* Задания *
1) Какой адрес у подвала, куда пришел Гладилин, согласно исходному тексту?
2) Перепечатайте из исходного текста фрагмент, который открывается словами «Они все – каждый» и завершается словами «Будьте стойкими!».

* Исходный текст *
┌──
Ну, с местом ясно. А со временем? Чем оно-то такое «нужное»? Да уж такая выпала им доля – эпоха лет в семь-восемь (до дня не выверишь), что пришлись на шатание основ красной системы. О, какие крушились кумиры! Какие догмы! Какие вершились открытья! Как-то во двор правления СП, то есть в подвал дома 52 по улице Воровского, где жил Рождественский, пришел Гладилин: «Роба, я не спал всю ночь, думал-думал, но смотри: никакого соцреализма не существует, это же бред собачий!» А тот в ответ: «Ты что, только сейчас до этого допер?»

В этом-то подвале и разгорались «их яростные споры». Пошли сюда поэты, прозаики, художники, актеры, режиссеры. Так формировалось поколение. Так оно создавало себя как таковое. А похоже, до того слова такого особого не знало: поколение.

4

«Когда я видел на киноэкране выпускников школ, которые радостно идут по Красной площади и поют про счастливое детство, – писал в мемуарах Анатолий Гладилин, – мне хотелось взять пулемет и стрелять… В экран. Потому что я понимал, что это всё ложь… Я хотел рассказать, как на самом деле мы живем… И рассказать тем языком, каким говорила молодежь».

Они все – каждый по-своему – осваивали этот язык. А когда его не хватало – придумывали его, изобретали, создавали. И дарили этой самой молодежи ее новый язык. Новую интонацию. Новые образы. Новые образцы. А вместе с ними новые – смыслы. Объясняли ей, кто она такая и что значит на этой земле.

…Давайте, мальчики!

Давайте!

Будьте стойкими!

Я просто старше вас в познании своем.

Переставая быть к другим жестокими,

быть молодыми мы перестаем…

<…>

Давайте, мальчики!

Но знайте, —

старше станете,

и, зарекаясь ошибаться впредь,

от собственной жестокости устанете

и потихоньку будете добреть.
└──
* Необработанные данные *
┌──
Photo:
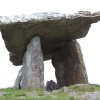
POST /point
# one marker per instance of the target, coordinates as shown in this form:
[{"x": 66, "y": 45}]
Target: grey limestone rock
[
  {"x": 53, "y": 28},
  {"x": 32, "y": 73},
  {"x": 69, "y": 65}
]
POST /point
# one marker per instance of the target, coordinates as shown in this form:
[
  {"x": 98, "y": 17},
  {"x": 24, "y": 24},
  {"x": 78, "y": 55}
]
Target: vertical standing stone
[
  {"x": 32, "y": 73},
  {"x": 69, "y": 65}
]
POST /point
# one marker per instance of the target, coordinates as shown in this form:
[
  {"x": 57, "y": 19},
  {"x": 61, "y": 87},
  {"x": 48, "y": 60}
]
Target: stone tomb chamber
[{"x": 33, "y": 39}]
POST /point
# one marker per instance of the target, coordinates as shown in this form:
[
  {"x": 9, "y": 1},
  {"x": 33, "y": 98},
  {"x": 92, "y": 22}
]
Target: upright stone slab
└──
* Ответы ниже *
1) Дом 52 по улице Воровского.

2)
Они все – каждый по-своему – осваивали этот язык. А когда его не хватало – придумывали его, изобретали, создавали. И дарили этой самой молодежи ее новый язык. Новую интонацию. Новые образы. Новые образцы. А вместе с ними новые – смыслы. Объясняли ей, кто она такая и что значит на этой земле.

…Давайте, мальчики!

Давайте!

Будьте стойкими!